- Problem details -
An exact copy of every entry is needed, without the pictures.

- Source data -
-- Opening Marker --

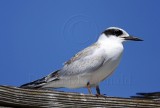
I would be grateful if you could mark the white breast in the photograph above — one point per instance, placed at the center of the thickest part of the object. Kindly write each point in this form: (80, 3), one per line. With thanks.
(113, 55)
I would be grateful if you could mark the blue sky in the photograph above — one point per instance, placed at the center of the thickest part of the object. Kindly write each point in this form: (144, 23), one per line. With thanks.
(38, 36)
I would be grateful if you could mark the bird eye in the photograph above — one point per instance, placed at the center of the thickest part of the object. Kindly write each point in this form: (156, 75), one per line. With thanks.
(118, 32)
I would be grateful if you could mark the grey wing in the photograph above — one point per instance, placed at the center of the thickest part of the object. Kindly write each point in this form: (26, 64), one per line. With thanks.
(88, 60)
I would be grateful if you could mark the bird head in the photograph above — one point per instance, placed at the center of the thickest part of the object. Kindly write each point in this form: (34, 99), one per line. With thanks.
(115, 33)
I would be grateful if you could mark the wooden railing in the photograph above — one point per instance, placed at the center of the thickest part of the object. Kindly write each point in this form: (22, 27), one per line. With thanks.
(13, 97)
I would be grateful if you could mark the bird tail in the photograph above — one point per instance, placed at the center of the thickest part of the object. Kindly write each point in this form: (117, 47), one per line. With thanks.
(40, 82)
(34, 84)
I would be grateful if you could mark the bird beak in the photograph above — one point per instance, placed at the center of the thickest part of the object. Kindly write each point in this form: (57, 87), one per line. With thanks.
(132, 38)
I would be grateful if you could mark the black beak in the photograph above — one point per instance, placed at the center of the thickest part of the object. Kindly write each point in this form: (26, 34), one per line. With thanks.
(132, 38)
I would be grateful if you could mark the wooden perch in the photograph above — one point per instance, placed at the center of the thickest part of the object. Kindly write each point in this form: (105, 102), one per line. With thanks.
(17, 97)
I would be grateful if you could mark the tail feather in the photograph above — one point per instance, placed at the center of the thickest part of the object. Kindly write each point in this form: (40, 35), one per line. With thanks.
(40, 82)
(34, 84)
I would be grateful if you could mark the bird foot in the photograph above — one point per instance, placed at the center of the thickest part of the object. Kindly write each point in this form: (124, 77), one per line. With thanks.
(100, 95)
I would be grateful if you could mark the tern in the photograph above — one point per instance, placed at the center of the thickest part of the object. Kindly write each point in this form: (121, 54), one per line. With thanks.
(90, 66)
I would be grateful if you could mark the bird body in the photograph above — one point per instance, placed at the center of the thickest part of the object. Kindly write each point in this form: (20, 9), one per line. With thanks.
(90, 66)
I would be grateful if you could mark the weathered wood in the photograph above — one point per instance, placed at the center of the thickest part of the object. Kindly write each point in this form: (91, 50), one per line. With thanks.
(18, 97)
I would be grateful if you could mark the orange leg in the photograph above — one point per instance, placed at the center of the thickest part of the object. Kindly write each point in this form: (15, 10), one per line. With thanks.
(89, 88)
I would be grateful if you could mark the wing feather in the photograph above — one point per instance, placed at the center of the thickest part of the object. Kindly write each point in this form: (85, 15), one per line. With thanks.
(87, 60)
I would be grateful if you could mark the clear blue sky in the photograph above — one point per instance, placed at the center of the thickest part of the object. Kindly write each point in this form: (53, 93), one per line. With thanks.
(38, 36)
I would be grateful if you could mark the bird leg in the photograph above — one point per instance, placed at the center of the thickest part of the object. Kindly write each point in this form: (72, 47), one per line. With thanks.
(98, 92)
(89, 88)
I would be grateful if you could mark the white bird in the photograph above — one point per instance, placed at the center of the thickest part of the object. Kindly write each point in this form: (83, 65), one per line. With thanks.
(90, 66)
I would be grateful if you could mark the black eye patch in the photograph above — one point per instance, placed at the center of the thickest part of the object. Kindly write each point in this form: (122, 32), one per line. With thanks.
(116, 32)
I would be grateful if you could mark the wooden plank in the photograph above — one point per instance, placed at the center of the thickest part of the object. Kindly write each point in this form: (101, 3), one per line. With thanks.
(18, 97)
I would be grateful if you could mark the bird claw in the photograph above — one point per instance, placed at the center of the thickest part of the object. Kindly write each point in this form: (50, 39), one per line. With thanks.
(100, 95)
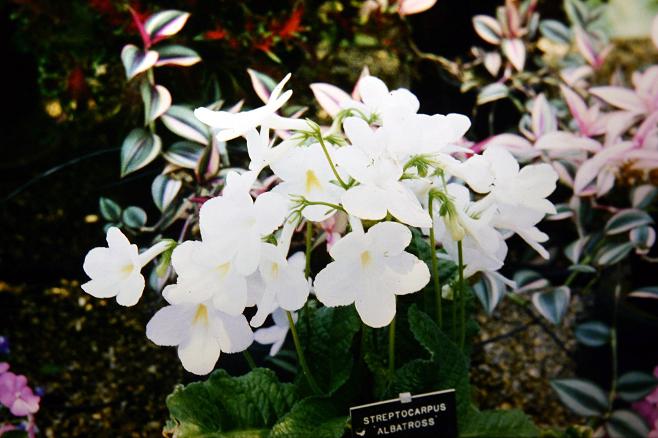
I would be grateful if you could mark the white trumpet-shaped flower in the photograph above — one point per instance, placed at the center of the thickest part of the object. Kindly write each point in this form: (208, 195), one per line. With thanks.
(207, 272)
(306, 172)
(200, 332)
(234, 125)
(115, 271)
(236, 223)
(275, 335)
(370, 269)
(380, 189)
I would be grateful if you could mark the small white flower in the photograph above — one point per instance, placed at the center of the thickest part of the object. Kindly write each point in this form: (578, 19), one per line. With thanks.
(275, 334)
(115, 271)
(200, 332)
(236, 223)
(306, 172)
(379, 190)
(234, 125)
(369, 269)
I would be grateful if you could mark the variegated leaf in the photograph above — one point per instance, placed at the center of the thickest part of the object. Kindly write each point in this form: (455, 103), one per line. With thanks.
(626, 220)
(514, 50)
(555, 31)
(164, 24)
(184, 154)
(581, 396)
(626, 424)
(489, 290)
(552, 304)
(157, 100)
(181, 121)
(488, 28)
(613, 253)
(177, 55)
(164, 190)
(592, 333)
(136, 61)
(139, 148)
(492, 92)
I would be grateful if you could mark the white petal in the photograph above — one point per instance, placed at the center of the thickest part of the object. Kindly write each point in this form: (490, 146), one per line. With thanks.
(233, 333)
(131, 289)
(170, 325)
(337, 284)
(365, 202)
(199, 353)
(376, 309)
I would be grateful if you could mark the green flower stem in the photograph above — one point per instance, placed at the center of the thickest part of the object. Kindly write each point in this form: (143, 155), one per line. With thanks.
(309, 248)
(300, 355)
(391, 349)
(331, 163)
(462, 297)
(435, 269)
(250, 359)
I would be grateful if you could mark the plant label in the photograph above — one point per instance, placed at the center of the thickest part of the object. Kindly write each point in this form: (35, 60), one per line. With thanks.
(424, 415)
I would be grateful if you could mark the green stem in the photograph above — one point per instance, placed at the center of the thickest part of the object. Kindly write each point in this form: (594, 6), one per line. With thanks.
(613, 349)
(250, 359)
(309, 247)
(331, 163)
(462, 297)
(435, 269)
(300, 355)
(391, 349)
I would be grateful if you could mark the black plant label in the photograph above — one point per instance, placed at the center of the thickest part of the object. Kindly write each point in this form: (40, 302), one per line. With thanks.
(432, 414)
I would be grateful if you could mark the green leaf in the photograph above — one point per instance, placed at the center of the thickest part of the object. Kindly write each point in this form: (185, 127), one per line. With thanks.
(635, 385)
(225, 406)
(312, 417)
(593, 333)
(498, 424)
(110, 210)
(139, 148)
(626, 424)
(452, 365)
(327, 343)
(164, 190)
(581, 396)
(626, 220)
(613, 253)
(181, 121)
(184, 154)
(177, 55)
(134, 217)
(552, 304)
(492, 92)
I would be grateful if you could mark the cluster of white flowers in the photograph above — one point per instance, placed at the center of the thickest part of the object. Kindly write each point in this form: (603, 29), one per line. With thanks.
(379, 161)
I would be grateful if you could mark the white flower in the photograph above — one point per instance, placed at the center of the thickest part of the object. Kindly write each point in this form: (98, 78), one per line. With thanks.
(522, 221)
(278, 283)
(115, 271)
(378, 103)
(200, 332)
(306, 172)
(380, 190)
(527, 187)
(237, 224)
(369, 269)
(207, 272)
(234, 125)
(275, 334)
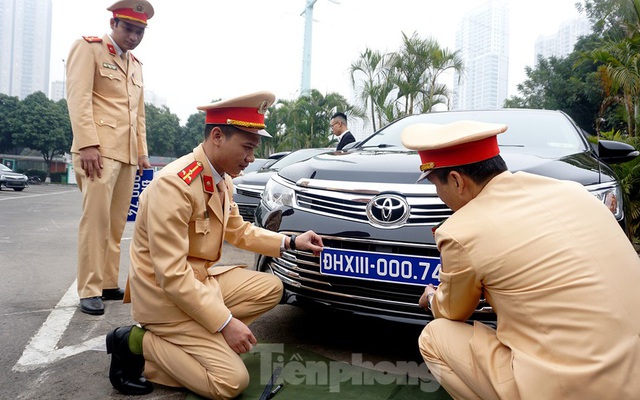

-- Closing Marker --

- Result for this task -
I would be grateful if you could mark the white breast in the photograph above — one point per instance, placed at the center of the thickest part of the object. Kindly write each point in this form: (80, 3), one per line. With thanks.
(113, 55)
I would be grateful if you could mark the blue sky in the photograph above — one point per instance, placed at the center of the thickest part of the object. Kindly write each point in this form: (144, 23), one per line. With thanks.
(38, 36)
I would be grateful if you could mark the bird eye in the photograph above — one point per instance, placed at the center of the thickest part of the object. Kindly write each point in this form: (156, 75), one per line. With thanks.
(118, 32)
I would be grateful if you could mark the grey wing in the photograph above — one point per instance, placed at the center of the thickest part of the object. Kindly write each point in this form: (26, 64), one per line. With thanks.
(88, 60)
I would be grateful if you could mark the bird head in the photograph above — one point per instance, placed at the center of the thickest part of the object. Kindly write each point in this form: (34, 99), one per line. With thanks.
(115, 33)
I would be grateful if you could mark the wooden railing in the photograph above — one point per instance, placed at the center of the thickest part of the object. Kindly write each point in this form: (22, 27), one per line. With thanks.
(13, 97)
I would be grateful if you could mark the bird tail in the photograph above — one point per instance, placed at the center of the thickest part of the object. Kindly write each point in this form: (117, 47), one per line. With thanks.
(40, 82)
(34, 84)
I would be grateful if you could mark the bird beak in the photograph above — one point per instance, placed at the center of the thickest part of the object. Kindly write each point in this form: (57, 87), one per line. With thanks.
(132, 38)
I would be grateful if you could mark the black beak in the photograph above — one point per instance, placed at the center of the thickest part of the object. Kindly write each point in this form: (26, 34), one per line. With thanks.
(132, 38)
I would be grateful if you could mark the wooden perch in the photograph above — one point per instance, placed at the center of the thickest part of the object. Kindly write each point in this form: (105, 102), one per line. With thanks.
(17, 97)
I would be grateful if you could mark the tail feather in the photograph above — one point per instance, placed at the center of the thickest part of the object. Kindly write each point in this form: (40, 35), one per line. With thanks.
(40, 82)
(34, 84)
I would be grateful if you could mark the bird foot in the photograph above — one point per instance, placed at the center of the thickest part of the object. Kindly write each point in this form: (124, 77), one per line. With thanks.
(100, 95)
I would be grateful if you could mark the tern in the photograph above — one point per instance, placed at the center of the thickest part of the object. Kindly write each point in this form: (121, 54), one per line. With thanks.
(90, 66)
I would be grateful if you could mark the bird body in the photograph above — one point per instance, placed at the center of the thickest part of the object. Kindly write each point in this form: (20, 9), one per line. With thanks.
(90, 66)
I would be grateful if you could mark the weathered wood in the photograph above — one point per instance, placed at the center of the thickest part of the object. Kindly write each point in this form: (91, 50), one per line. With thanks.
(18, 97)
I would be grateful if you could mark the orange leg in the photograph above — one point per instance, placed at the center of the thickest part of the object. Kindly write each point in this form: (15, 10), one per line. With thanks.
(89, 88)
I would be grateful if you could mark the wing feather in the photograph above — one point per instance, placed at the center of the thickest part of the object. Kindly write each point in this form: (85, 15), one per line. With thanks.
(87, 60)
I would be grateful if you could mark the clear blue sky in the photograph above — one point per instance, placed at the center of the thickest part of the object. Kindly write each point in this form: (53, 93), one per line. With thanks.
(38, 36)
I would be grateful if you could mark the bird leg in the photograph above — one point per instance, placed at the center of the thickest part of the object. Kindly write each point in this form: (72, 47), one per line. With thanks.
(98, 92)
(89, 88)
I would be grateful if you could mark the white bird in the photograph above — one point per instance, placed at the center of the thickest part of the object. Kindly write each point in this form: (83, 65), one per line. With thanks.
(90, 66)
I would be grateful if you could mark the black eye patch in the photograph above — one point per instance, placed at the center of the thickest part of the object. Kindly write each point in this form: (122, 32), one per line. With thanks.
(116, 32)
I would be grateful if you could mark the wooden plank in the photograph above — one point per instance, placed at the center of the thickest part of the object. Kindly write each point in this form: (101, 3), one per line. With thanks.
(18, 97)
I would be grateful if you could mark the bird claw in the photograph above — one point per instance, placed at the center of the thickest part of the object. Kindly write each point in this form: (50, 39), one per line. With thanks.
(100, 95)
I would be grateful if you could mark the white trumpet-shaped flower in the photograph above — one point per instance, placed at the center of the thickest part of the object. Kindly write each point in this form: (208, 195), one per line. With thanks.
(207, 272)
(306, 172)
(200, 332)
(234, 125)
(115, 271)
(236, 223)
(275, 335)
(370, 269)
(380, 189)
I would be grateful if you could mark the small white flower in the photograph above — one point per instance, placed at the center of the thickest part of the object. Kindly write each point in this form: (578, 19), one per line. With thanks.
(275, 334)
(115, 271)
(200, 332)
(236, 223)
(306, 172)
(379, 190)
(234, 125)
(369, 269)
I would be grateful if you could mark the variegated leaf in the photograph above — one point per instance, placed at the center of the thickest part of the object. Kindly write each point in this form: (455, 103), one per line. With thanks.
(626, 220)
(514, 50)
(555, 31)
(164, 24)
(184, 154)
(581, 396)
(626, 424)
(489, 290)
(552, 304)
(157, 100)
(181, 121)
(488, 28)
(613, 253)
(177, 55)
(164, 190)
(592, 333)
(136, 61)
(139, 148)
(492, 92)
I would be grateful if you could mark the white petal in the photograph above — one point per instance, placed at the center of the thickest part of the object. Kindly write each point in this form: (490, 146), one per line. With thanks.
(233, 333)
(131, 289)
(170, 325)
(337, 284)
(365, 202)
(199, 353)
(376, 309)
I would be grateful if you could mark the green flower stem in the photograph above — one point per instance, placed at the center of the thickest part of the object. Kindly write each point in this form: (143, 155), one per line. With thanks.
(309, 248)
(300, 355)
(391, 349)
(331, 163)
(462, 297)
(435, 269)
(250, 359)
I would be grateful if you could mark the plant label in the photograph above — one point per instance, placed at the center of the thickest part of the object. Kindly write each point in this form: (35, 60), one per line. With thanks.
(424, 415)
I would be grateful if you could mark the green stem in the photograph above — one point per instance, placed at the center of the thickest part of the object. Kindly write each point in this form: (594, 6), one per line. With thanks.
(613, 349)
(250, 359)
(309, 247)
(331, 163)
(462, 297)
(435, 269)
(300, 355)
(391, 349)
I would be grateful if you could mark the black plant label in the photograph above — one point per instance, placed at the center of the thickest part of the object. Kindly write each point in this form: (40, 302), one per line. With thanks.
(432, 414)
I would be grateful if you could mark the green leaf in the photograph above — one point per instance, placed at the center of the thickest part of the object. Kindly write each point in this form: (185, 127), one per line. With thanks.
(635, 385)
(225, 406)
(312, 417)
(593, 333)
(498, 424)
(110, 210)
(139, 148)
(626, 424)
(452, 365)
(327, 343)
(164, 190)
(581, 396)
(626, 220)
(613, 253)
(181, 121)
(184, 154)
(177, 55)
(134, 217)
(552, 304)
(492, 92)
I would be grateful if you could mark the cluster of white flowers in the photograph above — one point per instance, placed at the center of the thickest part of the object. Kindly write each point in this form: (603, 29), one per line. With thanks.
(379, 161)
I would be grateful if you could mark the white flower in the photograph above — one point per instance, placed at the center of the thickest part of the object. Kindly write each point in this form: (98, 78), one per line. With thanks.
(522, 221)
(278, 283)
(115, 271)
(378, 103)
(200, 332)
(306, 172)
(380, 190)
(527, 187)
(237, 224)
(369, 269)
(207, 272)
(234, 125)
(275, 334)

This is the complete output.